━━━ INFORMATION SUPPLIED

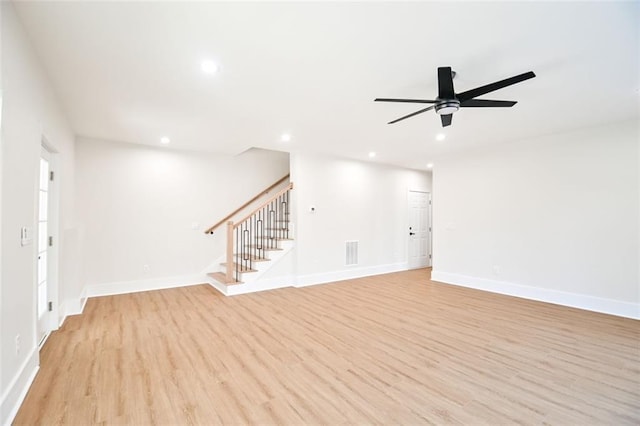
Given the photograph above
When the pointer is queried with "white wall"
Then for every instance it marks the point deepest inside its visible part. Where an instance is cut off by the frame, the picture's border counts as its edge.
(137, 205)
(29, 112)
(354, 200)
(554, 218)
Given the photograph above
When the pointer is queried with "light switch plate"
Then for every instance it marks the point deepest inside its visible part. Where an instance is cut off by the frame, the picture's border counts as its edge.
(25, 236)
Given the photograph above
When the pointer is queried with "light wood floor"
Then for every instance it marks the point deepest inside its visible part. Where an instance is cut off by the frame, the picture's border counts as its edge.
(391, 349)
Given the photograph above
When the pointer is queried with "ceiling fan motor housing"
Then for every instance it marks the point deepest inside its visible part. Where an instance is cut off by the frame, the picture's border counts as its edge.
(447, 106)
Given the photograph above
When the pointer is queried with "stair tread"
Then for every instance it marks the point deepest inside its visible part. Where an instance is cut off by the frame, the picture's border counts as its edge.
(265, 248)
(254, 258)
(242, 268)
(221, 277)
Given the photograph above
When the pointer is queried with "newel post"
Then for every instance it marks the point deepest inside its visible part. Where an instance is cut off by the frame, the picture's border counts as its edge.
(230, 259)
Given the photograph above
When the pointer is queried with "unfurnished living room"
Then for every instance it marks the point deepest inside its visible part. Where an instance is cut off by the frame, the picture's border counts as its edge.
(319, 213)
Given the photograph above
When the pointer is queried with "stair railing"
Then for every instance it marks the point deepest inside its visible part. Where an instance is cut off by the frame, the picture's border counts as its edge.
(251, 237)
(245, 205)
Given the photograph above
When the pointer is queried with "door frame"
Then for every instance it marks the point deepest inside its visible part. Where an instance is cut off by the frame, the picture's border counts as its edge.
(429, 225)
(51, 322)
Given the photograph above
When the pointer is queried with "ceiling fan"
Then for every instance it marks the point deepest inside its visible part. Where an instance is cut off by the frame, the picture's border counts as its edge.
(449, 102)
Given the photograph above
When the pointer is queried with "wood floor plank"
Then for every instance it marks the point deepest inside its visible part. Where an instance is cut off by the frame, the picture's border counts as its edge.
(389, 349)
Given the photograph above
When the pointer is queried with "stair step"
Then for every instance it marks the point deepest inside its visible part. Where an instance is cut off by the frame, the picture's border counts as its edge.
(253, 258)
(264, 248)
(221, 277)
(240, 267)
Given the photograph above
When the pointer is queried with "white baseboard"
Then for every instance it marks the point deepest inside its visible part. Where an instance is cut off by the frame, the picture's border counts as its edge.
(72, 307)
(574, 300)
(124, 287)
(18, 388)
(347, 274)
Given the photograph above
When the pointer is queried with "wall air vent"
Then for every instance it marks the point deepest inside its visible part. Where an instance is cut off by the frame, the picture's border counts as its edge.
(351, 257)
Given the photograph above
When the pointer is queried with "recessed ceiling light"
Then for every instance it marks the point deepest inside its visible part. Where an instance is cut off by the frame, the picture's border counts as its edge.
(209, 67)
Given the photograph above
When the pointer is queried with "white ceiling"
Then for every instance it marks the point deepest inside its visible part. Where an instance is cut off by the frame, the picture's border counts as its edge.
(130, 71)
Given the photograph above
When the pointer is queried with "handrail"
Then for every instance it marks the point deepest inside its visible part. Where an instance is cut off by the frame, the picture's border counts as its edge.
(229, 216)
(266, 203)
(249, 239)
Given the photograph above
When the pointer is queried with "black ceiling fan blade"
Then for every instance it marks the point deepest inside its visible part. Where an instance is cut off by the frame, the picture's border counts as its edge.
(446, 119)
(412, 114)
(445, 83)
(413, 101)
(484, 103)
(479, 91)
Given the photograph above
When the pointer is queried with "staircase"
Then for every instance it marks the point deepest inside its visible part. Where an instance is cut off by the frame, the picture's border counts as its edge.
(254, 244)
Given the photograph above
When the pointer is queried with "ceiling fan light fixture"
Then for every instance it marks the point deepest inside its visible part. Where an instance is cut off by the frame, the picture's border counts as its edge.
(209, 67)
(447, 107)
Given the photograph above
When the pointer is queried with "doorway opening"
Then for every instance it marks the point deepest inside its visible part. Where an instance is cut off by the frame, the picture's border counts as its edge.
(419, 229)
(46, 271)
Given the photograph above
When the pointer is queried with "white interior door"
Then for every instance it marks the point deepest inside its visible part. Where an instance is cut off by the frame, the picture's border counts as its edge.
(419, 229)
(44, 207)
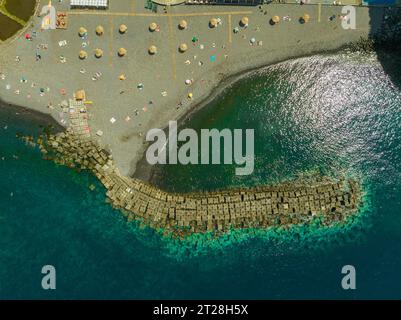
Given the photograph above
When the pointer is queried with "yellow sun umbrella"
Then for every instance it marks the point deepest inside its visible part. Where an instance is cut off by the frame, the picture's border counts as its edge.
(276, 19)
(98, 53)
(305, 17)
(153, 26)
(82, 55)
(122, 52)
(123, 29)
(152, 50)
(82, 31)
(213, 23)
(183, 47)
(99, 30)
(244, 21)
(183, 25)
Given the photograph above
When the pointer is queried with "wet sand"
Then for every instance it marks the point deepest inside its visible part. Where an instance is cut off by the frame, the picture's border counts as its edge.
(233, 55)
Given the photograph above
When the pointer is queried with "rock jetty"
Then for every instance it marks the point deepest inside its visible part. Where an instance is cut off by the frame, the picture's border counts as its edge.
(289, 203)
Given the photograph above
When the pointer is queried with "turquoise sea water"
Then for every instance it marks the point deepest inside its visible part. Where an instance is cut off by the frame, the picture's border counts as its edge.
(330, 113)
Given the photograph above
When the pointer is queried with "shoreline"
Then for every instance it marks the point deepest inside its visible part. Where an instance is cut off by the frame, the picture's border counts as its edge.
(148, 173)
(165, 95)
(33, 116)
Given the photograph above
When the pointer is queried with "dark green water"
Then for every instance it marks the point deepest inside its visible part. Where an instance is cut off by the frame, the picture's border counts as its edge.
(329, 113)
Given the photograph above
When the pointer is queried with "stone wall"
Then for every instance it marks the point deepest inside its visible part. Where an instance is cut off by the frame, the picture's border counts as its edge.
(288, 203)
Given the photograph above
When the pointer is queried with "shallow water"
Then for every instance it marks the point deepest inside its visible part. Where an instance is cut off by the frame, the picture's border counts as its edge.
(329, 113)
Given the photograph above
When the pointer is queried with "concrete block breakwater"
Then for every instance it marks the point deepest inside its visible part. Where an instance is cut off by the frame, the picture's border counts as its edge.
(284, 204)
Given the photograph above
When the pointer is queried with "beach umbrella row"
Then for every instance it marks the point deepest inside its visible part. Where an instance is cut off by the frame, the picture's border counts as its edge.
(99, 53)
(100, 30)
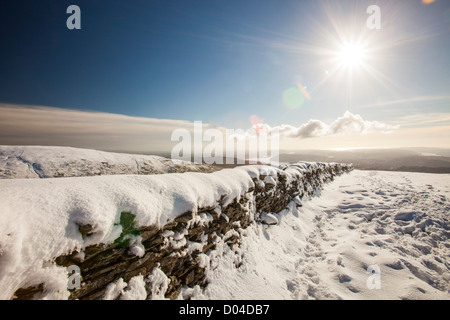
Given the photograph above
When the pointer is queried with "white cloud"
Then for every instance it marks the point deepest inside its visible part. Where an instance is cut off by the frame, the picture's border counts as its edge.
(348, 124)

━━━━━━

» SHORT EXERCISE: Repeat each entry exactly. Pictures do not belong in the copy.

» SOLUTION FOR THIS EXERCISE:
Given the photograph above
When the pointer is queried with "white wall"
Then for every instance it marks the point deepest inside its visible part. Where an instance is cut off by the frame, the picture's border counts as its edge.
(137, 205)
(29, 112)
(354, 200)
(554, 218)
Given the photograph above
When the pointer is queried with "light switch plate"
Then for every instance it marks the point deepest inside its visible part. Where an instance is cut off by the frame, the picture's border counts as its edge.
(25, 236)
Given the photograph above
When the pointer is queried with "light wood floor"
Then for every instance it marks the point deepest inside its visible part. Where an instance is cut off by the frame, the picture's border counts as its edge.
(391, 349)
Given the photograph above
When the pointer is queried with "ceiling fan motor housing"
Then for every instance it marks the point deepest inside its visible part. Where an instance is cut off by the frame, the picture's border counts as its edge.
(447, 106)
Given the photograph above
When the pointer is queried with "stair tread"
Then for every instance it marks the point deepest inside its visible part. Where an instance is cut off by the frame, the picture's border counts as its edge.
(265, 248)
(254, 258)
(242, 268)
(221, 277)
Given the photograph above
When the pointer is queried with "newel post"
Then for every instance it marks the point deepest inside its visible part. Where an instance is cut off by the frame, the picture's border counts as its edge.
(230, 259)
Given the photograph above
When the pointer is queried with "unfurnished living room"
Then for every instance it marks the point deepest inside its visible part. Where an instance is cut off by the frame, the picture's border counts as its edge.
(319, 213)
Given the photograph above
When the pointer is queried with "stair railing"
Then for every instance it marks the point deepest inside its visible part. Where an instance is cut off by the frame, the picture's border counts as its edge.
(251, 237)
(245, 205)
Given the photograph above
When the pointer is queried with "door frame"
Then for every instance it marks the point deepest inside its visible part. Where an instance is cut off by the frame, the picture's border counts as its edge.
(429, 225)
(51, 322)
Given the photograph above
When the pointer is queried with "ceiling fan"
Then for every instance it marks the point deepest inside its visible part. Where an instance is cut off by the frame, the picture's border counts as its edge.
(449, 102)
Given the photograph above
When the pointer is queried with "wood floor plank"
Then for every instance it marks the point deepest inside its visible part. Where an instance is cut off by the frame, the picture's border counts as its edge.
(389, 349)
Given the photograph above
When the pointer is queried with "stair step"
Then for every instance it marks the point deepest inside its visible part. Where an instance is cut off by the frame, the picture's border counts as its edge.
(253, 258)
(264, 248)
(221, 277)
(240, 267)
Given the photograph above
When the pointer is queried with "white baseboard"
Then for every instance it marks the point deepest inside its visible part. Where an instance is cut off by the frame, the picture's border counts as its edge.
(72, 307)
(574, 300)
(124, 287)
(18, 388)
(347, 274)
Given the photograph above
When the pointer is queried with "wall air vent"
Then for every instance it marks the point deepest inside its visible part. Where an instance is cut off by the frame, the picture's border counts as its edge.
(351, 257)
Given the photograph above
When the pointer is queried with "recessed ceiling light"
Then for every instance it marks the point deepest inside its visible part. Where an instance is cut off by the frame, the picture's border counts as its edge.
(209, 67)
Given the photograph above
When the pointer is queried with "white ceiling"
Then for every instance it marks the point deepest inside its visible part. Where an instance is cut off by the frame, the picture's border counts as its edge.
(130, 71)
Given the photograph above
When the pointer is queried with "handrail"
Then for every instance it marks the point deepest inside its visible part. Where an instance is cut off by the frame, the picture's border counts as its edge.
(229, 216)
(266, 203)
(249, 239)
Given the photograph above
When the pointer is queried with "black ceiling fan blade"
Then for every instance it marks the point deepest inside its visible part. Where an instance is cut off by the frame, the picture's border counts as its edge.
(446, 119)
(412, 114)
(445, 83)
(413, 101)
(484, 103)
(479, 91)
Given the photograph above
When the pointer is queried with "staircase"
Then for every instance it marks the point deepest inside its visible part. Where an instance is cut off by the frame, the picture's border counts as its edge.
(254, 244)
Given the photograph above
When the pointer is queried with "ceiling fan light fixture"
Then for every instance it marks the point deepest inside its visible part. Where an instance is cut off by the frame, the picture's border counts as its edge.
(209, 67)
(447, 107)
Given the photograph above
When the pointer is queried with "doorway opening"
Then for every instance it marks the point deepest inside its visible part. Where an instance is cut off by the frame, the picture's border counts as its edge.
(419, 229)
(46, 271)
Given the photograph above
When the pointer is queried with "white interior door"
Then for every instance it marks the point deepest inside its visible part. Where an instance is cut off by the frame, the picture's border counts as its edge.
(419, 229)
(44, 207)
Given the photograph above
When the pointer is queried with "yellow sun umbrella"
Then for every instance it marks the point deepest inside its visible part. Where an instance is cut off by the frame, the picture's border counts as its edge.
(276, 19)
(98, 53)
(305, 17)
(153, 26)
(82, 55)
(122, 52)
(123, 29)
(152, 50)
(82, 31)
(213, 23)
(183, 47)
(99, 30)
(244, 21)
(183, 25)
Given the photograph above
When the pointer is queried with "wet sand"
Then for every instance it marks the point deepest inside its visible part. Where an instance is cut off by the frame, the picture's border counts as its edge.
(233, 55)
Given the photograph above
When the pointer is queried with "rock jetty"
Then for every instance it marks the point deepest inside its visible part. Where an instance is cut off by the frame, the picture's border counts as its edge.
(289, 203)
Given the photograph above
When the pointer is queried with "turquoise sea water"
Then for every instance it marks the point deepest inside its visible part. Where an instance is cut off by the frame, the picture's border counts as its edge.
(330, 113)
Given the photograph above
When the pointer is queried with "shoreline"
Then for every instance it marks the point deepest inside its visible part. Where an instance is cut off by the frame, the picture's border counts as its edge.
(148, 173)
(165, 95)
(33, 116)
Given the photograph above
When the pointer is queried with "dark green water"
Then for every instance it marks the point deepest inside its visible part. Where an instance is cut off by the frame, the picture's border counts as its edge.
(329, 113)
Given the photograph above
When the pointer is queried with "stone wall"
Then for every instance it marks the point deepest inside its visible part. Where an instance is cut off by the frame, the picture's border counts as its edge.
(288, 203)
Given the photograph above
When the pointer is queried with "shallow water"
Then for every instance it marks the point deepest inside its visible part. Where an instance is cut off by the frame, the picture's border counts as its edge.
(329, 113)
Given the photograph above
When the pointer is queried with "concrete block breakwater"
Then for every instance it marks the point deepest inside its visible part. Where an instance is cut off by the frame, the picture's border counts as its edge.
(284, 204)
Given the photograph above
When the pointer is queried with "beach umbrella row"
Then for every instance it marks the point deepest inside its visible part. Where an instance is cut off by the frame, the picture's border counts as its edge.
(99, 53)
(100, 30)
Given the photograph above
When the pointer is queried with "white cloud"
Then for every instance it marks the point deepest inside its visible part. Where an instance is cut off by the frame, the picture's border counts as its edge.
(348, 124)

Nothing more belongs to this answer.